### GIVEN PROBLEM
Locate every line in the data below that contains the word "wall", and copy each of those lines.

### RECORD LIST
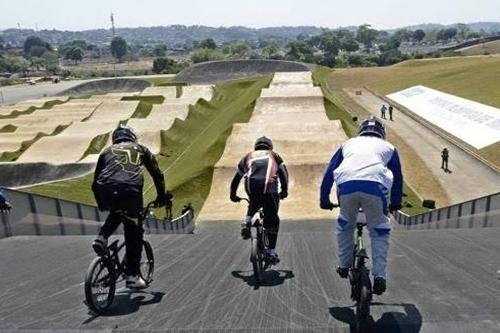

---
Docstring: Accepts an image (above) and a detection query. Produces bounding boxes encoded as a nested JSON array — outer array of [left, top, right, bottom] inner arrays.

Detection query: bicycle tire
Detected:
[[139, 240, 155, 285], [85, 257, 116, 314], [356, 267, 372, 332], [250, 238, 262, 284]]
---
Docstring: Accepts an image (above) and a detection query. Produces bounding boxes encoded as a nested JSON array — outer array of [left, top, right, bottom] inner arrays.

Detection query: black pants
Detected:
[[99, 211, 144, 275], [441, 157, 448, 170], [247, 193, 280, 249]]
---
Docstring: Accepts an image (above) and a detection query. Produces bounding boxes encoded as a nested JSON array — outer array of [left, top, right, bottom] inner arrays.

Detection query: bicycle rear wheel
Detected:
[[356, 267, 372, 332], [85, 257, 116, 314], [250, 238, 263, 284], [139, 240, 155, 285]]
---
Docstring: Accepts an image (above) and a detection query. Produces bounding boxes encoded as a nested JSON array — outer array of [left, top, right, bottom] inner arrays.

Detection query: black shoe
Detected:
[[373, 276, 387, 295], [267, 251, 280, 265], [337, 266, 349, 279], [241, 223, 252, 239], [92, 237, 108, 257]]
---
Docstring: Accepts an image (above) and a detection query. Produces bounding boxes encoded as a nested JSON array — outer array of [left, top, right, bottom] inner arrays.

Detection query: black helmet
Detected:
[[112, 124, 137, 144], [254, 136, 273, 150], [358, 116, 385, 139]]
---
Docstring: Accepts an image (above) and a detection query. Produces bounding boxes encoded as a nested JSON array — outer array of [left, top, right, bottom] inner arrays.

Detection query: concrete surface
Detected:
[[0, 220, 500, 333], [18, 100, 139, 164], [0, 80, 87, 105], [198, 72, 346, 221], [346, 89, 500, 204], [173, 60, 311, 84]]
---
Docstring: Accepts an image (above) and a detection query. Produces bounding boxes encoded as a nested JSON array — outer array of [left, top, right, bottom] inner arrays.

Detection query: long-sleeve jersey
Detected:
[[92, 142, 165, 193], [231, 150, 288, 194], [320, 136, 403, 205]]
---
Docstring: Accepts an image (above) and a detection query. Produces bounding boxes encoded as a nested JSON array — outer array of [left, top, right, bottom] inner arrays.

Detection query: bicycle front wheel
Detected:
[[85, 257, 116, 314], [356, 268, 372, 332], [140, 240, 155, 285]]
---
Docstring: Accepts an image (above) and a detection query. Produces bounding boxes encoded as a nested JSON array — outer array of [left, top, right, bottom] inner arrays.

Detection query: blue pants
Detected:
[[336, 181, 391, 278]]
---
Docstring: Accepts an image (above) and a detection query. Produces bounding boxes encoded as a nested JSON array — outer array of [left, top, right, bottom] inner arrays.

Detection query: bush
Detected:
[[191, 48, 224, 64], [153, 58, 177, 74]]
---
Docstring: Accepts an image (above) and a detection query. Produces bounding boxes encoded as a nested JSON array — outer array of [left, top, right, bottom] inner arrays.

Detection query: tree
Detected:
[[229, 42, 250, 59], [197, 38, 217, 50], [191, 48, 224, 64], [436, 28, 457, 42], [111, 36, 127, 62], [153, 58, 178, 74], [457, 23, 471, 40], [356, 24, 378, 49], [413, 29, 425, 42], [64, 46, 83, 65], [286, 41, 313, 62], [153, 44, 167, 57], [23, 36, 52, 56], [42, 52, 59, 74], [340, 37, 359, 52], [319, 31, 341, 56], [28, 45, 49, 58], [30, 57, 45, 71]]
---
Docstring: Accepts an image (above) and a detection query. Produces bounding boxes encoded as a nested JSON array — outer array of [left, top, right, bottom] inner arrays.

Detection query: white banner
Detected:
[[387, 86, 500, 149]]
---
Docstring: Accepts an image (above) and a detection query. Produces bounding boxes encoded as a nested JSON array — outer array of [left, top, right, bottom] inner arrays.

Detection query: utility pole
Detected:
[[110, 12, 116, 79], [110, 12, 116, 37]]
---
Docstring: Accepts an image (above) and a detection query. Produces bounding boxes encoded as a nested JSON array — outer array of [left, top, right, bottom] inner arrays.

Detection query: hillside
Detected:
[[456, 40, 500, 56], [329, 56, 500, 165]]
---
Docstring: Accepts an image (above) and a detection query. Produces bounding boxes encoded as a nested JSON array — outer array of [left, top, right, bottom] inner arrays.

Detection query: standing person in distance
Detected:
[[380, 104, 387, 119], [320, 116, 403, 295], [441, 147, 450, 172], [230, 136, 288, 263], [92, 125, 167, 289], [0, 191, 12, 213]]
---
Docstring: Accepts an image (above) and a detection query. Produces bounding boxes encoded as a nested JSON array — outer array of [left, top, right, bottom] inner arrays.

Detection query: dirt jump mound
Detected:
[[173, 60, 310, 84], [57, 79, 151, 96], [198, 72, 347, 221]]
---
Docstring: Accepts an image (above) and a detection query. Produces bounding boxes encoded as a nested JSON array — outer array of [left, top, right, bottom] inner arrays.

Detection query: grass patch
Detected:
[[328, 56, 500, 166], [25, 76, 271, 216], [0, 99, 69, 119], [121, 96, 165, 118], [0, 125, 69, 162], [148, 75, 175, 87], [80, 133, 110, 161], [313, 66, 428, 215], [328, 56, 500, 108], [457, 40, 500, 56], [0, 124, 17, 133]]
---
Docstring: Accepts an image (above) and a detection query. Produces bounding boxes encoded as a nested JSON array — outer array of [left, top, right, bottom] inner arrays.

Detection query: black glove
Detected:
[[155, 193, 167, 207], [229, 193, 241, 202], [319, 201, 335, 210], [0, 201, 12, 212], [389, 204, 403, 214]]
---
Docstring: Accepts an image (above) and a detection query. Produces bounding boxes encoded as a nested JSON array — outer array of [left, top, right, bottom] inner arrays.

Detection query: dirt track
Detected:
[[198, 72, 347, 221]]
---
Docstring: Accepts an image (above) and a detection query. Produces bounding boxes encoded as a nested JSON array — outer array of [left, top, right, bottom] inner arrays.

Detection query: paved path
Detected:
[[0, 220, 500, 333], [346, 89, 500, 204], [0, 80, 87, 105]]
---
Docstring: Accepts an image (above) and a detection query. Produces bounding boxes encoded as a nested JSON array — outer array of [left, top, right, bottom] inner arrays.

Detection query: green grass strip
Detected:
[[313, 66, 428, 215]]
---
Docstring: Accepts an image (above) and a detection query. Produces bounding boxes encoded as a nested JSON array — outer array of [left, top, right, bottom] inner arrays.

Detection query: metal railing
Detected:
[[394, 192, 500, 229], [0, 189, 195, 238]]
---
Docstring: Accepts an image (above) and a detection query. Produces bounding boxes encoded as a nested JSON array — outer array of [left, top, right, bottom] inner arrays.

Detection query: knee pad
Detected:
[[266, 228, 279, 235], [337, 216, 349, 231]]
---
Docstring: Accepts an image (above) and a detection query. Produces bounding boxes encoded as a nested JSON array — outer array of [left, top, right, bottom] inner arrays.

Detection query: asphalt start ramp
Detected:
[[198, 72, 347, 221]]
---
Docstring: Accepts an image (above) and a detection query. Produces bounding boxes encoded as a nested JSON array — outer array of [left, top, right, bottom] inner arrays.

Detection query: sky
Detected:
[[0, 0, 500, 30]]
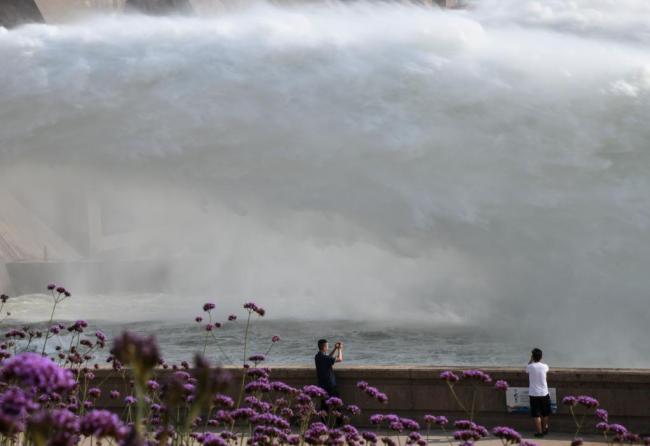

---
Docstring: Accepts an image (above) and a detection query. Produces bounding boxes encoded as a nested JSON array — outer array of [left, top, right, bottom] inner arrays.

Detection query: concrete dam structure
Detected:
[[0, 0, 43, 28]]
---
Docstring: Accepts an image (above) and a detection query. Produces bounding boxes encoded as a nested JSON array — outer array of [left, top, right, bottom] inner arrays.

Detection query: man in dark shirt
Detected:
[[314, 339, 343, 397]]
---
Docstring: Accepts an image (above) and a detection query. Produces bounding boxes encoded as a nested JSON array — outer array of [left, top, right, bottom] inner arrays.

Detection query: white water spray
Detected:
[[0, 0, 650, 365]]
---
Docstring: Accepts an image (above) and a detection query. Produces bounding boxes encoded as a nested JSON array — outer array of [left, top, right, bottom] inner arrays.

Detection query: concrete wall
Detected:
[[90, 367, 650, 433], [0, 0, 43, 28]]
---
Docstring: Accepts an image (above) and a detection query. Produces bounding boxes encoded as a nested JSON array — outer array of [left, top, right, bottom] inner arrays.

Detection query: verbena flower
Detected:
[[0, 353, 77, 393], [562, 395, 578, 406], [576, 395, 599, 409], [79, 410, 126, 440], [400, 418, 420, 431], [492, 426, 521, 444], [28, 409, 79, 446], [607, 423, 627, 435], [346, 404, 361, 415], [453, 429, 481, 442], [370, 413, 384, 424], [440, 370, 460, 383], [202, 432, 228, 446], [302, 385, 327, 398], [0, 387, 38, 436], [596, 409, 609, 422]]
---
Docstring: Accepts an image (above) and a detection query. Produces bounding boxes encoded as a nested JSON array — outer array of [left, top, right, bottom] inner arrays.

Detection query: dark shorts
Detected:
[[529, 395, 551, 418]]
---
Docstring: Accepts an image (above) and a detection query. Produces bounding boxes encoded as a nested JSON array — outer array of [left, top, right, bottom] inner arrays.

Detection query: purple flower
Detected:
[[492, 426, 521, 443], [400, 418, 420, 431], [454, 429, 481, 442], [346, 404, 361, 415], [213, 394, 235, 407], [361, 432, 377, 444], [596, 421, 609, 432], [608, 424, 627, 435], [0, 387, 38, 435], [88, 387, 102, 398], [79, 410, 125, 440], [0, 353, 76, 393], [576, 395, 598, 409], [203, 432, 228, 446], [370, 413, 384, 424], [28, 409, 79, 446], [440, 370, 460, 384], [562, 395, 578, 406], [302, 385, 327, 398], [95, 330, 106, 342]]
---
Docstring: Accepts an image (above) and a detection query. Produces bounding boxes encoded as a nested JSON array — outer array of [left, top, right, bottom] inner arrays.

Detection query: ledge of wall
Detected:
[[87, 366, 650, 433]]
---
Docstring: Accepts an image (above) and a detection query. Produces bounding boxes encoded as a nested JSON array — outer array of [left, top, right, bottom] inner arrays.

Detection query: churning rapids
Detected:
[[0, 0, 650, 367]]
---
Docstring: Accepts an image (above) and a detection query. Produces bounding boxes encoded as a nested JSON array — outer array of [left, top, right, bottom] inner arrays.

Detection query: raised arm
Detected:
[[336, 342, 343, 362]]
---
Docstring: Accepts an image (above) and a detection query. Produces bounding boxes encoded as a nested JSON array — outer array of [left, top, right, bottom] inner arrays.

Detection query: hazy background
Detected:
[[0, 0, 650, 367]]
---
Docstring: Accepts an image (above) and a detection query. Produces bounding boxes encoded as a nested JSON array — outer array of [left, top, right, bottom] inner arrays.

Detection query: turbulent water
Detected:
[[0, 0, 650, 366]]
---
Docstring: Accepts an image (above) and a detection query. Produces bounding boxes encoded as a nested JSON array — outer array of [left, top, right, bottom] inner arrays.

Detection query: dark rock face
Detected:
[[0, 0, 43, 28], [123, 0, 194, 15]]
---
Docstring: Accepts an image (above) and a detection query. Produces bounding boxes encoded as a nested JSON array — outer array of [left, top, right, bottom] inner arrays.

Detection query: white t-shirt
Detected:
[[526, 362, 548, 396]]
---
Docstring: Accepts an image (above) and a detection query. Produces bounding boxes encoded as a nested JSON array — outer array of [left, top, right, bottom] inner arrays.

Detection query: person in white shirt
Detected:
[[526, 348, 551, 438]]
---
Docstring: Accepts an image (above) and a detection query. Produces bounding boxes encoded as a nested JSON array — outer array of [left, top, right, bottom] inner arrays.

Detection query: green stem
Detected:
[[41, 292, 59, 356]]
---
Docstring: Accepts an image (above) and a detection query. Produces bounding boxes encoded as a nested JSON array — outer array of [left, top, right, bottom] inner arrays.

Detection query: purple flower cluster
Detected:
[[423, 415, 449, 427], [576, 395, 599, 409], [492, 426, 521, 444], [440, 370, 460, 384], [0, 353, 77, 393], [79, 410, 126, 440]]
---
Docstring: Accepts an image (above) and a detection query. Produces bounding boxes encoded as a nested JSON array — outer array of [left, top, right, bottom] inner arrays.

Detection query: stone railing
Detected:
[[88, 365, 650, 433]]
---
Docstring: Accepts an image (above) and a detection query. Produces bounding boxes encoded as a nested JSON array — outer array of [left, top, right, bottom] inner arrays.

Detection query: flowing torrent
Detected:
[[0, 0, 650, 367]]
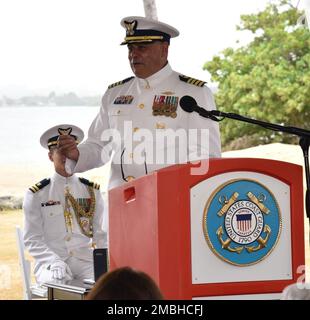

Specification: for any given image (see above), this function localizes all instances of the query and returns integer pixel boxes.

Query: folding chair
[16,226,47,300]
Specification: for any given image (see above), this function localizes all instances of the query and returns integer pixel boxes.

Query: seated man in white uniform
[23,124,107,283]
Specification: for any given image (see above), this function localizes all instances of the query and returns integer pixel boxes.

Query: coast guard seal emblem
[203,179,282,266]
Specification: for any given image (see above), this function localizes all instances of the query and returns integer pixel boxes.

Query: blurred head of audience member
[281,283,310,300]
[87,267,164,300]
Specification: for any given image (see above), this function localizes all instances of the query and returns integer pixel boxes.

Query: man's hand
[50,260,73,280]
[57,135,80,161]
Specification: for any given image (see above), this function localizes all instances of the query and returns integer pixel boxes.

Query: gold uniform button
[156,122,166,129]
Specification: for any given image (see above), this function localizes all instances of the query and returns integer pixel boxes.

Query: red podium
[109,159,305,299]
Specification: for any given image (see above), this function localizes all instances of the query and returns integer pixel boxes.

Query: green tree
[203,0,310,149]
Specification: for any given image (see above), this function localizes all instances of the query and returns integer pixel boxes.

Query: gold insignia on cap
[124,20,138,36]
[58,127,72,136]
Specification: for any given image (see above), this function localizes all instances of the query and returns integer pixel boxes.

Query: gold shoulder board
[29,179,51,193]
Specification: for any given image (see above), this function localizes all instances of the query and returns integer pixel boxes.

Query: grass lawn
[0,210,310,300]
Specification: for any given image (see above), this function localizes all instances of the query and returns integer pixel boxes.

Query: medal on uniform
[152,95,179,118]
[113,95,133,104]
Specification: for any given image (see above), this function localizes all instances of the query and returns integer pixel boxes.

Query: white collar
[137,63,173,89]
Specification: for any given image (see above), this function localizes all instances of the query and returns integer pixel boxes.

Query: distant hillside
[0,92,101,107]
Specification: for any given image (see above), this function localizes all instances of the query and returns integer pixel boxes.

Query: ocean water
[0,106,99,165]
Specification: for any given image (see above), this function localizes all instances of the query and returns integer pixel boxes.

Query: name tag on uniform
[153,95,179,118]
[41,200,60,207]
[113,96,133,104]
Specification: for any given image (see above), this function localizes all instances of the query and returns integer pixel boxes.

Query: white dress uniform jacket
[66,64,221,189]
[23,173,107,274]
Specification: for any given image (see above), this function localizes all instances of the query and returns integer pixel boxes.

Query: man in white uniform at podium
[58,16,221,189]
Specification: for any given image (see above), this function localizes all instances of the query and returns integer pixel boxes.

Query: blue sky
[0,0,306,97]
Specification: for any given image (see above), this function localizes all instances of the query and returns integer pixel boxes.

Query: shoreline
[0,143,304,197]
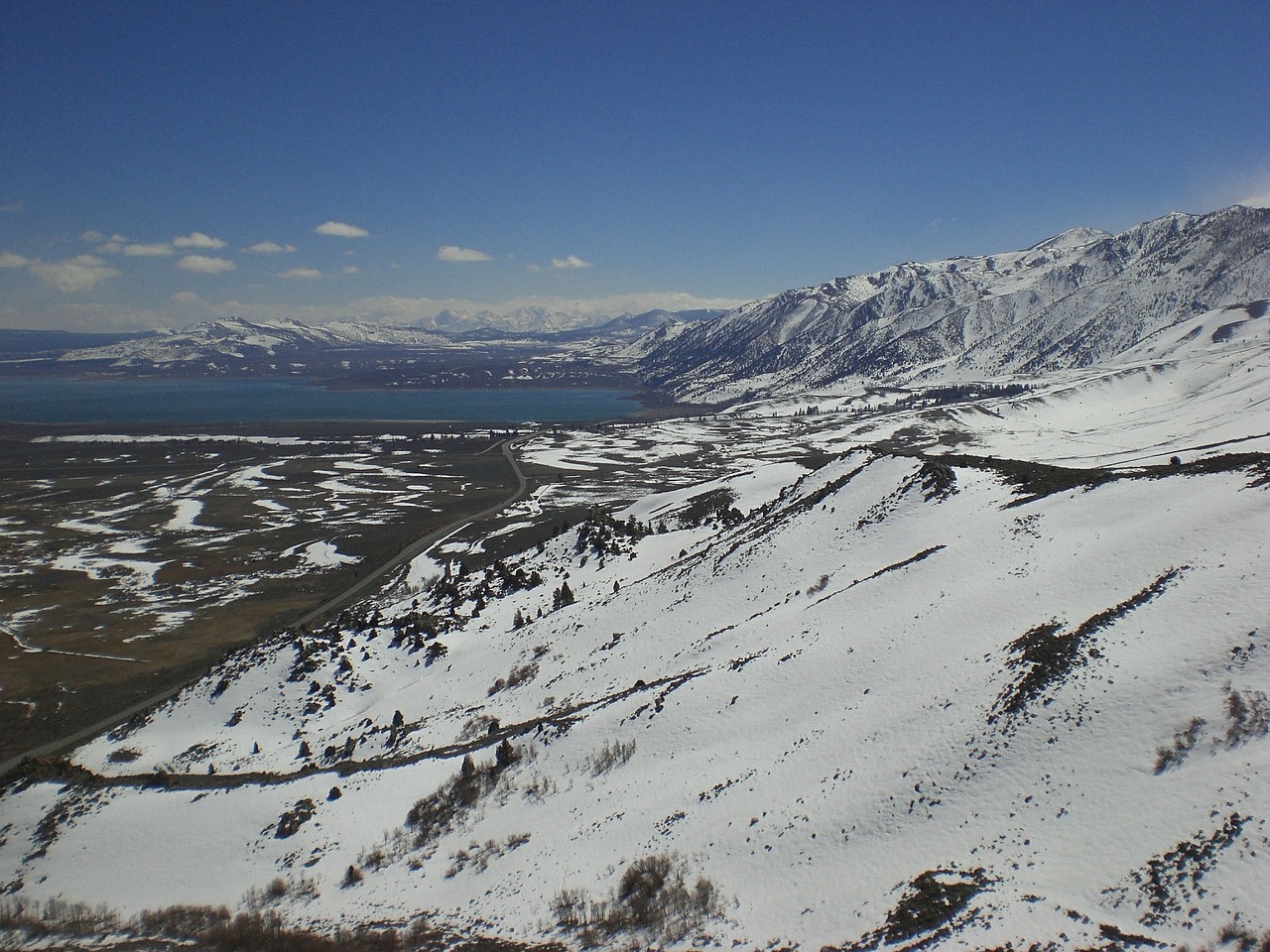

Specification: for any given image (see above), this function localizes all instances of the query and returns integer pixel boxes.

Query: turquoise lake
[0,378,640,424]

### REPLY TO THE TASK
Detection query: concrete wall
Detection query: ledge of wall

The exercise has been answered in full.